Written request>
Pictures excluded, retype the lines from the one containing "Tag the white" through the last line of the data below, both included.

Provided information>
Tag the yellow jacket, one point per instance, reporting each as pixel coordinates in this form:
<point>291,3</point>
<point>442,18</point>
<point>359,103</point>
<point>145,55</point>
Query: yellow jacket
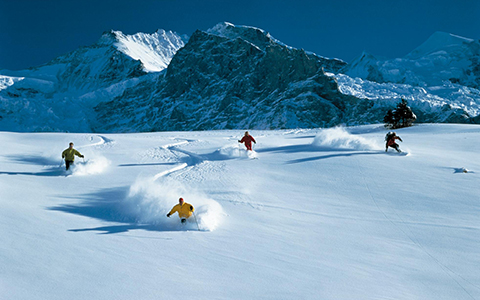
<point>184,211</point>
<point>69,154</point>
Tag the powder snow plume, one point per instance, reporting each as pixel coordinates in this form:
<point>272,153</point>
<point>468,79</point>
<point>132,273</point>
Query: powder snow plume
<point>339,138</point>
<point>148,201</point>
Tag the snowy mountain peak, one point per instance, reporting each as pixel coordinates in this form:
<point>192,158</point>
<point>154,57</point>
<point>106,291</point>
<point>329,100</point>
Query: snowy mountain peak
<point>437,41</point>
<point>254,35</point>
<point>154,50</point>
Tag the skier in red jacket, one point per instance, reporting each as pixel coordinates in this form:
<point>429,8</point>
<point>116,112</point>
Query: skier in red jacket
<point>247,139</point>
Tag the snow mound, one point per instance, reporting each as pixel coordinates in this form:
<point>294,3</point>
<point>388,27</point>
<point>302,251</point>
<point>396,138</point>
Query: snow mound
<point>229,151</point>
<point>148,201</point>
<point>96,165</point>
<point>339,138</point>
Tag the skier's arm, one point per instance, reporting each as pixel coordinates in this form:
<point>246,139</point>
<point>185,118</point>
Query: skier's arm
<point>174,209</point>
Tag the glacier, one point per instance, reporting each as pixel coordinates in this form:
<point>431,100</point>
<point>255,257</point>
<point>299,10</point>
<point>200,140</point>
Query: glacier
<point>234,77</point>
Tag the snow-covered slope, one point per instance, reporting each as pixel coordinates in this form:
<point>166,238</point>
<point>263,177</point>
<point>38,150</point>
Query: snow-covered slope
<point>61,95</point>
<point>232,77</point>
<point>321,214</point>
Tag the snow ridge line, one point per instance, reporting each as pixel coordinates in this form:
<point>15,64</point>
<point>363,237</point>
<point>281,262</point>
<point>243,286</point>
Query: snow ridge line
<point>172,147</point>
<point>177,168</point>
<point>103,141</point>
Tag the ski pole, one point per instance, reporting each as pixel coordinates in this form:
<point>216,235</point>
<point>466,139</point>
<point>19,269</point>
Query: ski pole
<point>196,221</point>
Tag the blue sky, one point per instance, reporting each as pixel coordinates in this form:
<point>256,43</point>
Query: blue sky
<point>34,32</point>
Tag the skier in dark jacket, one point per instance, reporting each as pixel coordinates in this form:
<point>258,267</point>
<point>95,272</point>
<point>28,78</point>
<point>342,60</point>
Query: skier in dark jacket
<point>390,141</point>
<point>247,139</point>
<point>69,155</point>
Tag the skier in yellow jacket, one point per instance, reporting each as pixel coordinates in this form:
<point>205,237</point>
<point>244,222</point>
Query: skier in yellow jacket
<point>69,155</point>
<point>184,209</point>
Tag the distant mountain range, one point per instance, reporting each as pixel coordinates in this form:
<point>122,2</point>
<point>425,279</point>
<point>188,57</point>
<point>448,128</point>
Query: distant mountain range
<point>235,77</point>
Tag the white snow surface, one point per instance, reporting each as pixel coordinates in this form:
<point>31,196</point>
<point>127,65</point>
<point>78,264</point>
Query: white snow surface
<point>155,50</point>
<point>311,214</point>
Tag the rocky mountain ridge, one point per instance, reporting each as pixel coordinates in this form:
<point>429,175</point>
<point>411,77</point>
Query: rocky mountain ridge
<point>231,77</point>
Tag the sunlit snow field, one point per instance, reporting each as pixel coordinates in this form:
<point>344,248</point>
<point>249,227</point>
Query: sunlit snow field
<point>311,214</point>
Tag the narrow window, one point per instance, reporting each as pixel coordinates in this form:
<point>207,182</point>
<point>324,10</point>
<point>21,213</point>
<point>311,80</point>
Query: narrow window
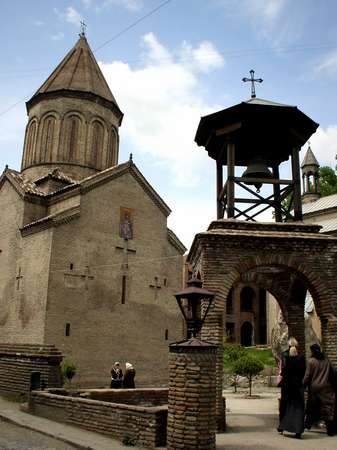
<point>123,289</point>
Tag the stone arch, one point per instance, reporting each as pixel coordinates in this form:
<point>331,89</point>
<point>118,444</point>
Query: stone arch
<point>47,139</point>
<point>73,130</point>
<point>30,142</point>
<point>96,148</point>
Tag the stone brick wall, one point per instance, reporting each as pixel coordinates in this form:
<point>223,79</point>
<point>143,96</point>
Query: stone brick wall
<point>17,362</point>
<point>146,426</point>
<point>191,420</point>
<point>140,397</point>
<point>283,258</point>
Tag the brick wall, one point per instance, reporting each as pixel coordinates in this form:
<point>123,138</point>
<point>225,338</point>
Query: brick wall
<point>18,361</point>
<point>145,425</point>
<point>283,258</point>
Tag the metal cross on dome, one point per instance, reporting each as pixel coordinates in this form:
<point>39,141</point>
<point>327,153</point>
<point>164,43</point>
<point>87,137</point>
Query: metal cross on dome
<point>252,80</point>
<point>83,27</point>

Response for this exercise>
Tag the white snow surface, one point per instance, reporting each as pixel coordinates in this form:
<point>31,196</point>
<point>127,65</point>
<point>78,264</point>
Query: white snow surface
<point>155,50</point>
<point>311,214</point>
Tag the rocky mountain ridge, one point per instance, reporting each as pixel coordinates in this form:
<point>429,175</point>
<point>411,77</point>
Query: rocky mountain ridge
<point>231,77</point>
Tag the sunlit snow field, one point per instance, reporting each as pixel coordinates in this form:
<point>344,248</point>
<point>249,227</point>
Query: sunlit snow field
<point>311,214</point>
Tag the narrow window, one point per instance, reporting each as pixel coordinates in this form:
<point>207,182</point>
<point>324,10</point>
<point>21,213</point>
<point>311,80</point>
Query: narrow window
<point>123,289</point>
Tag the stone arch, one point per instance, reporting each as pixel coordinates in this form:
<point>331,89</point>
<point>118,444</point>
Query: stone arch
<point>47,139</point>
<point>73,130</point>
<point>30,142</point>
<point>96,148</point>
Tag the stone brick wall, one point per instance, reporting each as pixel coordinates in this form:
<point>223,79</point>
<point>143,96</point>
Query: stone brick wall
<point>17,362</point>
<point>146,426</point>
<point>191,420</point>
<point>140,397</point>
<point>283,258</point>
Tag the brick wall, one point per instance, reporting each as pixel coordinates in this form:
<point>123,138</point>
<point>225,338</point>
Query: brick wall
<point>18,361</point>
<point>145,425</point>
<point>283,258</point>
Tag the metal cross on dome, one point per instance, reporting each as pixel coordinates in this form:
<point>39,141</point>
<point>327,153</point>
<point>164,43</point>
<point>87,137</point>
Query: metal cross on dome
<point>252,80</point>
<point>83,27</point>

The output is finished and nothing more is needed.